WORK ORDER: Print the lines below exactly as written, with none missing.

= = = =

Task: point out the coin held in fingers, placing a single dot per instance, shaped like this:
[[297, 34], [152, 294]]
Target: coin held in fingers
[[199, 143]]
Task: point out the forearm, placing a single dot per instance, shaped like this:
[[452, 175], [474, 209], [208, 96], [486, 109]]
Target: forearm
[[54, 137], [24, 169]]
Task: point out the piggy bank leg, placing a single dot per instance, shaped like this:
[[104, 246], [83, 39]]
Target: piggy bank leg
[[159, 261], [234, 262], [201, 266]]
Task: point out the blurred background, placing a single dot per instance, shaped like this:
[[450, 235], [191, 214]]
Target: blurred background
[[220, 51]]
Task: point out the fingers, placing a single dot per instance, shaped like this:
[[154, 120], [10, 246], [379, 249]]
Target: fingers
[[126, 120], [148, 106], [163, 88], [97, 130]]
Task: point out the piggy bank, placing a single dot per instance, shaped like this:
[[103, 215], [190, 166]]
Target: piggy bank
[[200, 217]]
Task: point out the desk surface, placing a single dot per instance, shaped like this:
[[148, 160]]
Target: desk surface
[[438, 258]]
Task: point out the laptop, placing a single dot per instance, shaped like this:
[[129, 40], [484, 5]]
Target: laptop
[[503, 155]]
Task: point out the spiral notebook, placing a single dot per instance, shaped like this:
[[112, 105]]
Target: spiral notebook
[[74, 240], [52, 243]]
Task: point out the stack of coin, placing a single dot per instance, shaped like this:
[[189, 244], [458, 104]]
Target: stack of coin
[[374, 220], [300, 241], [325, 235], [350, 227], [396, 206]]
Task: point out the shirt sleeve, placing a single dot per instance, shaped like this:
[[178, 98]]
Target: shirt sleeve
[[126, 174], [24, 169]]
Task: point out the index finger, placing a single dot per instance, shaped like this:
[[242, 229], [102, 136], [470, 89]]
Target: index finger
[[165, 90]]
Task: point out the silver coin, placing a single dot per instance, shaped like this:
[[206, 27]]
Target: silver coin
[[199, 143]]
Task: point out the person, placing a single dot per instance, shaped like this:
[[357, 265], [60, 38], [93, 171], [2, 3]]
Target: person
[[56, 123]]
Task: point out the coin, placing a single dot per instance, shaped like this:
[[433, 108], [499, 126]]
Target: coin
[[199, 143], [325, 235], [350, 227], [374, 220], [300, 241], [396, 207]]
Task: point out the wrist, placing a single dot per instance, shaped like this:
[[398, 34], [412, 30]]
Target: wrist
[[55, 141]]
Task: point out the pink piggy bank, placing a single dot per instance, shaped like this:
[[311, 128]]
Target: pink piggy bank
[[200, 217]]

= = = =

WRITTEN ANSWER:
Task: point out the coin held in fingers, placing a single dot per instance, shaped like this:
[[297, 34], [152, 294]]
Target: coin held in fingers
[[199, 143]]
Task: point out the forearm, placing a single dot per instance, shaped like this:
[[452, 175], [474, 209], [208, 96], [486, 109]]
Target: forearm
[[54, 137], [24, 169]]
Task: point out the piggy bank leg, placing a single dot per instance, shaped like this:
[[104, 246], [83, 39]]
Target: piggy bank leg
[[159, 261], [234, 262], [201, 266]]
Task: point out the blurred background, placing a single dot per instance, shaped like this:
[[450, 235], [191, 214]]
Target: blurred background
[[220, 51]]
Task: point out the fingers, placing a single dot per instance, shaped like this:
[[154, 120], [10, 246], [379, 249]]
Target: fingers
[[126, 120], [148, 106], [163, 88], [97, 130]]
Task: point out the piggy bank, placing a single dot per instance, shaped like this:
[[103, 215], [190, 166]]
Target: piggy bank
[[200, 217]]
Task: point out the desk surface, placing a single dot per instance, shaped like this:
[[148, 160]]
Target: desk surface
[[438, 258]]
Task: point out the laptop, placing a single dot per instance, shaped like this:
[[129, 40], [484, 5]]
Target: laptop
[[503, 155]]
Task: point out the spiral notebook, placing a single dot per instance, shaped like this:
[[112, 105]]
Target: spiral notebook
[[74, 240], [52, 243]]
Task: point out the stack of coin, placing a single dot per instance, shaped like this:
[[189, 244], [458, 104]]
Target: stack of coin
[[374, 220], [300, 241], [325, 235], [350, 227], [396, 206]]
Task: point out the shirt sleeve, placing a single dot per instance, shaped like this:
[[178, 98]]
Target: shirt sleeve
[[126, 174], [24, 169]]
Task: point out the index finger, placing a single dot per instance, shaped like this:
[[242, 229], [102, 136], [470, 89]]
Target: index finger
[[165, 90]]
Task: point out the silver coin, placing a single dot per instance, shaped like this:
[[206, 27]]
Target: silver coin
[[199, 143]]
Task: point out the person, placing a single dot per instance, shaped like this:
[[357, 265], [60, 38], [93, 171], [2, 3]]
Target: person
[[56, 123]]
Task: point out the coin, placing a single dot per instance, shaped like this:
[[433, 108], [499, 126]]
Target: coin
[[199, 143], [325, 235], [350, 227], [374, 220], [300, 241], [396, 207]]
Task: point out the wrist, placing a single dot per instance, shaped like this:
[[398, 34], [412, 30]]
Target: wrist
[[55, 141]]
Task: point out the pink piggy bank, placing a single dot per instance, shaped like this:
[[311, 128]]
Target: pink piggy bank
[[200, 217]]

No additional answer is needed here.